EXERCISE REQUIREMENTS
Pick out and copy every line of the data below that contains the string "decoration". Case counts.

EXERCISE INPUT

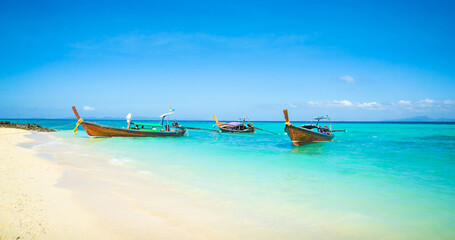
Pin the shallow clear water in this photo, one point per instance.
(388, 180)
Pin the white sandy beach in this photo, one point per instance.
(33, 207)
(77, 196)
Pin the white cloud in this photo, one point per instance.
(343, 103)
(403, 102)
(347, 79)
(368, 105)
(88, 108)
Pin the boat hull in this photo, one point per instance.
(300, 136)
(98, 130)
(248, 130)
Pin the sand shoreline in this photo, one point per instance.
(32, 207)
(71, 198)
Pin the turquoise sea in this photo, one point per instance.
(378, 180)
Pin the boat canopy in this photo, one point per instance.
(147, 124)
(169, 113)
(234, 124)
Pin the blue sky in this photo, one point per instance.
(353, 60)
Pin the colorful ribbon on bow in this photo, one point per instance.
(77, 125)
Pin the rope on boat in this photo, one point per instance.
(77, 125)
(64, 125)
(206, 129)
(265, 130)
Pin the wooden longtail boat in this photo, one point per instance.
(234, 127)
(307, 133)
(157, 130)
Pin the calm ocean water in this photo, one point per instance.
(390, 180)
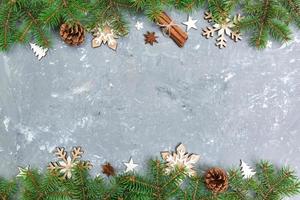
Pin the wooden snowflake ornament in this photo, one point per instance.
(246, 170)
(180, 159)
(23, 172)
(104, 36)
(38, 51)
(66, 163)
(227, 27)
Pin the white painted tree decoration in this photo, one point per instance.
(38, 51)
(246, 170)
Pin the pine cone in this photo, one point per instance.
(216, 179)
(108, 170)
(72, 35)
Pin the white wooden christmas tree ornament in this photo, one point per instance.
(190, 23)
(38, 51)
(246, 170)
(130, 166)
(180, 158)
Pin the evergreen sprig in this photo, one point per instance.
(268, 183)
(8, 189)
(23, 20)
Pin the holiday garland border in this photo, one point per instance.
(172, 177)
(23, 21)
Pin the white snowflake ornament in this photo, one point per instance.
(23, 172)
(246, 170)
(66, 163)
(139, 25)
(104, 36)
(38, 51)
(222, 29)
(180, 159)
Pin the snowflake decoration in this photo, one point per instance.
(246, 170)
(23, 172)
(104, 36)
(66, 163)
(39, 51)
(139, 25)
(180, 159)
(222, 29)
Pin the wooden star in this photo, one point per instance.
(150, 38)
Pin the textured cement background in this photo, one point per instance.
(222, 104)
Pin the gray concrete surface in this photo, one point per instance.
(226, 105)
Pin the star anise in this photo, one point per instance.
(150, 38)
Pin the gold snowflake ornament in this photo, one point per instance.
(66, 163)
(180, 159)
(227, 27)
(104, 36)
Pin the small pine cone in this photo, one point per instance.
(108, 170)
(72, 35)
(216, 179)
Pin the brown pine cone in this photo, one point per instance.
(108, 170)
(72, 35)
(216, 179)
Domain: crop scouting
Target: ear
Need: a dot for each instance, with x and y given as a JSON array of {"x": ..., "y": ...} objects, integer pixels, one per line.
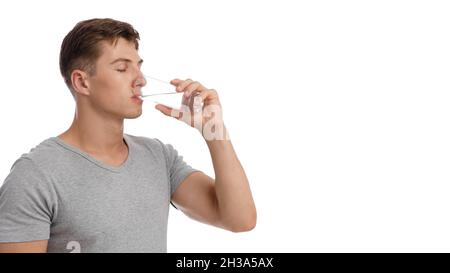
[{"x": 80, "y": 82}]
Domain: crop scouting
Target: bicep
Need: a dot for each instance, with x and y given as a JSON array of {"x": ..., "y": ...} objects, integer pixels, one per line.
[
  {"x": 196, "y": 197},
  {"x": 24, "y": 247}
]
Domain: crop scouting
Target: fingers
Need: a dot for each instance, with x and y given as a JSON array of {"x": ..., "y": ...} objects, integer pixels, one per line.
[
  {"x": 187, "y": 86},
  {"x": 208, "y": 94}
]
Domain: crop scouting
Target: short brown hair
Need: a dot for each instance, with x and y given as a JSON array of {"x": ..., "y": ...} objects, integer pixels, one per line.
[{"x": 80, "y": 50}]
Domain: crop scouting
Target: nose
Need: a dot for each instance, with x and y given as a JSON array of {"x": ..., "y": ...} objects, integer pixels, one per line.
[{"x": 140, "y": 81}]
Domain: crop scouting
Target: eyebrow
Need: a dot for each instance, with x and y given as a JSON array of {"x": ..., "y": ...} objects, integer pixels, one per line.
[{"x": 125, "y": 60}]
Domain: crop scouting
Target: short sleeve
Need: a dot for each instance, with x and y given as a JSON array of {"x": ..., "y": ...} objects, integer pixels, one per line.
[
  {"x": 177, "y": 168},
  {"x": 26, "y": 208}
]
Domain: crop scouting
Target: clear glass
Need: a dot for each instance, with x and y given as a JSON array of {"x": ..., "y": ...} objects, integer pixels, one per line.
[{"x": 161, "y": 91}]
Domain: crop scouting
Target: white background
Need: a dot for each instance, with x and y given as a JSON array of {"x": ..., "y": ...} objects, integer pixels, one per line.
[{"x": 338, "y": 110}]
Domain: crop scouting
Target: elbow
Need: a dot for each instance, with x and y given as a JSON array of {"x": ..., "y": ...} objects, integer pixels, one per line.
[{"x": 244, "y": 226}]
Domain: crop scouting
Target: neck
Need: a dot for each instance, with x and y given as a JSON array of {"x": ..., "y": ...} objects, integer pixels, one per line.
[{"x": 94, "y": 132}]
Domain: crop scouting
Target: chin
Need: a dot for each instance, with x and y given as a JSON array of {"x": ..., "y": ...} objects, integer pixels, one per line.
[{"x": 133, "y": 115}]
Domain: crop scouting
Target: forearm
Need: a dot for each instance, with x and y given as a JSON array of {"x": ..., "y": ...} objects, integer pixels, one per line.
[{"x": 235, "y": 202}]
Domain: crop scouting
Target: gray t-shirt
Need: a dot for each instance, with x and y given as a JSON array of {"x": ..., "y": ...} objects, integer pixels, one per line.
...
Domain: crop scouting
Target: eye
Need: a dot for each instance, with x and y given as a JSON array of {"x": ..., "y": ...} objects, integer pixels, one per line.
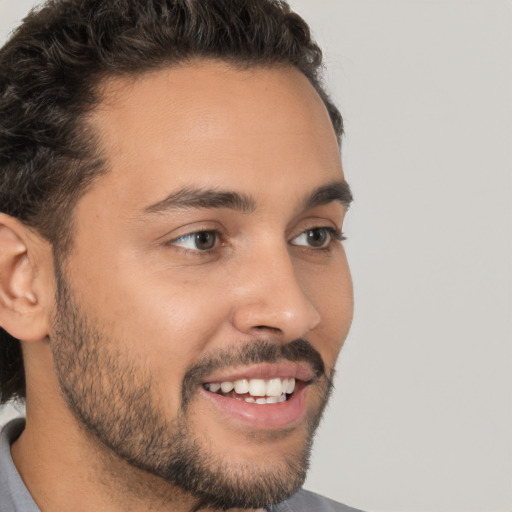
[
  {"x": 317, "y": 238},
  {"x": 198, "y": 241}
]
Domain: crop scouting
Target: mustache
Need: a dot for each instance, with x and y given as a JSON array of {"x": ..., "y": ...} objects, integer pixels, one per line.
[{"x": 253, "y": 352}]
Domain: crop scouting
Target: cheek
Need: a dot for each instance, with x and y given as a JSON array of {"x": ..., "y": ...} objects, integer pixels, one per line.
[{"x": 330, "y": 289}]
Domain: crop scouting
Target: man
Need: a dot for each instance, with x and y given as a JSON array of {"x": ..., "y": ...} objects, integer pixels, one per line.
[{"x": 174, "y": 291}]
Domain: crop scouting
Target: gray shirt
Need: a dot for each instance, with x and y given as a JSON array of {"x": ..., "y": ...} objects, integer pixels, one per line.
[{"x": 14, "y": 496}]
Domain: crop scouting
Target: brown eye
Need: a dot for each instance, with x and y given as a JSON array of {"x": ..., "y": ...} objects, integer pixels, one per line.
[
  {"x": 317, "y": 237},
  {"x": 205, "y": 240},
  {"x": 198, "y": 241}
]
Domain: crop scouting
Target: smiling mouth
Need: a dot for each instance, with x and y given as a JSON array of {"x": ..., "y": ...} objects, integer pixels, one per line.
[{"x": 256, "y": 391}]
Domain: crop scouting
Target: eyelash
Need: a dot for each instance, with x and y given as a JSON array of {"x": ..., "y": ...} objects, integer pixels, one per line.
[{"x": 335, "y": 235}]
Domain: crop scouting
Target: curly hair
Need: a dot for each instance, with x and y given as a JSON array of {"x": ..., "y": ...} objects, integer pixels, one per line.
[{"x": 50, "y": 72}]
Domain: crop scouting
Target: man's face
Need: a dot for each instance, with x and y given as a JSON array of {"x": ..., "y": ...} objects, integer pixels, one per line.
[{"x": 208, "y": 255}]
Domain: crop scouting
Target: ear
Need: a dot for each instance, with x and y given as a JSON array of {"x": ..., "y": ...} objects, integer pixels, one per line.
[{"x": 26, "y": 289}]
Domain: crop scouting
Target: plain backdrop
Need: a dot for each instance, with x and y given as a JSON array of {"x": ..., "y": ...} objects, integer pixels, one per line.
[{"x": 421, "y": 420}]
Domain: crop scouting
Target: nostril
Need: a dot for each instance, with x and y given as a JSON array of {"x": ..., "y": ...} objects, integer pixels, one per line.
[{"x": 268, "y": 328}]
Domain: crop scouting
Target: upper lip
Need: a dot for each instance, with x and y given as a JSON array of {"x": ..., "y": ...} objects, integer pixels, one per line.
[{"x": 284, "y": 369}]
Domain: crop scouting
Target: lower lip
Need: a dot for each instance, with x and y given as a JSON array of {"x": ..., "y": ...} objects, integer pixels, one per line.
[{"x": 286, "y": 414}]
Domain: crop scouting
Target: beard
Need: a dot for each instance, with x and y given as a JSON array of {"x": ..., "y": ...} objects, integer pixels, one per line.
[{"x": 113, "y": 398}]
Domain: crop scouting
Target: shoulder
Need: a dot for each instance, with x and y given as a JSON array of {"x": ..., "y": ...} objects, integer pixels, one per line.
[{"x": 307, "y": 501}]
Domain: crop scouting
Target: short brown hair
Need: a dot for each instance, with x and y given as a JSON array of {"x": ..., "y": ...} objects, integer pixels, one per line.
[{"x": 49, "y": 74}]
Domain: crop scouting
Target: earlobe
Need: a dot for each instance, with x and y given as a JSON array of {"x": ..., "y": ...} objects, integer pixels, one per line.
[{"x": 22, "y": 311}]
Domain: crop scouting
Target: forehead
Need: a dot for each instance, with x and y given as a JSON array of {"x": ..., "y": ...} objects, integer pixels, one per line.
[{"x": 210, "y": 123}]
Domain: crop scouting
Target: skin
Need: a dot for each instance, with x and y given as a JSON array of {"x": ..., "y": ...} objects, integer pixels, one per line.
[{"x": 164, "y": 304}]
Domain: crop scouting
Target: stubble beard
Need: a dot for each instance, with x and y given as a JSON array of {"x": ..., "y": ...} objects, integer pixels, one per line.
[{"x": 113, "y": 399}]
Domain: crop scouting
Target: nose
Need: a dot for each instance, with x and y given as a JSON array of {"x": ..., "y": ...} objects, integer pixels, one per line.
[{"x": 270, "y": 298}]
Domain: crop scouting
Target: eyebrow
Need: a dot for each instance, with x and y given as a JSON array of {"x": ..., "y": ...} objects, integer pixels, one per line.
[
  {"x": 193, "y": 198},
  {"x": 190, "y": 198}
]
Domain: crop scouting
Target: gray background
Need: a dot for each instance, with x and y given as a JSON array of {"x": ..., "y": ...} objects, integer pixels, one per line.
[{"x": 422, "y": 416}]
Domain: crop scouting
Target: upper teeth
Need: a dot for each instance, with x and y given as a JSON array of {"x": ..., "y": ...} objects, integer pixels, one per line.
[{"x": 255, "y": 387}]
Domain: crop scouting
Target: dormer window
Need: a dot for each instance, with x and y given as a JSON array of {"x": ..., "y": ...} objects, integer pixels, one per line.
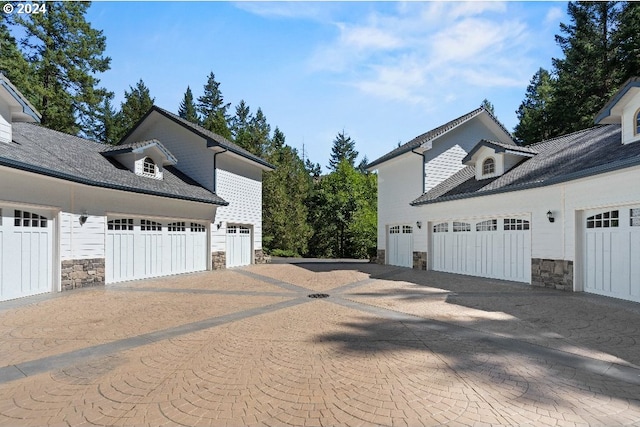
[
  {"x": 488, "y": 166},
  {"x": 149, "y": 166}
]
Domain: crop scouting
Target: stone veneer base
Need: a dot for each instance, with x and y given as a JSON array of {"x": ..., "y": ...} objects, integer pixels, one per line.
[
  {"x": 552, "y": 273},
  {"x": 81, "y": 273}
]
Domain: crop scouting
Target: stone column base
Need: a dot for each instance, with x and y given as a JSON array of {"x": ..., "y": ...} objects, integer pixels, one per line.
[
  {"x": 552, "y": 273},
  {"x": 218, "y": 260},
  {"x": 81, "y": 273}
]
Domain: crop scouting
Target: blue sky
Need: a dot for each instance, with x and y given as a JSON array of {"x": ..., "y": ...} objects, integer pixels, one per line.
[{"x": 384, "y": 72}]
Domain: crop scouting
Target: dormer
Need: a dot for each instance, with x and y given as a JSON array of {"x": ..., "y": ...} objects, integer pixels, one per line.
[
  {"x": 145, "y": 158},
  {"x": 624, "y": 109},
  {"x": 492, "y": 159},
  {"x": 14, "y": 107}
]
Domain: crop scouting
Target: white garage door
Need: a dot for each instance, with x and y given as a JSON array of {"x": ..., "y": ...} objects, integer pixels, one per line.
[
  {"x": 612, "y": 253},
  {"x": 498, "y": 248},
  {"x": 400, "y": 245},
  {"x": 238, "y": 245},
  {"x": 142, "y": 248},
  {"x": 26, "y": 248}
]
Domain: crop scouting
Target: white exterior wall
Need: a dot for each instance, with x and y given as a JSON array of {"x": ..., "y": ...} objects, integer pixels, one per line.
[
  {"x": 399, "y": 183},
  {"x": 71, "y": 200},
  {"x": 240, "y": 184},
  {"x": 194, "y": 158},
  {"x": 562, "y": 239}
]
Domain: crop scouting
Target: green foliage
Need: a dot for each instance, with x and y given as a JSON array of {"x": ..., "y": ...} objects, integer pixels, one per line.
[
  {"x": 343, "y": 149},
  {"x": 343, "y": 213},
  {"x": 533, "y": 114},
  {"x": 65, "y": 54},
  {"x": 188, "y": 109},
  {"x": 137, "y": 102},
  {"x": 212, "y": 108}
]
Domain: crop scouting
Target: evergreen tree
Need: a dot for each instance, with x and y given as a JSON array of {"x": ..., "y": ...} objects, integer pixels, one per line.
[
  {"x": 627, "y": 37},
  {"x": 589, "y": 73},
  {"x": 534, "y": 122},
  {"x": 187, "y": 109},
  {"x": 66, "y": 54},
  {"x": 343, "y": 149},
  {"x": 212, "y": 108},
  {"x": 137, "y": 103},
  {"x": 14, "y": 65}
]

RESPONSE
Pin the white painted tree decoration in this photo, one point per instance.
Pin the snowflake decoration in this photo, one point per instance.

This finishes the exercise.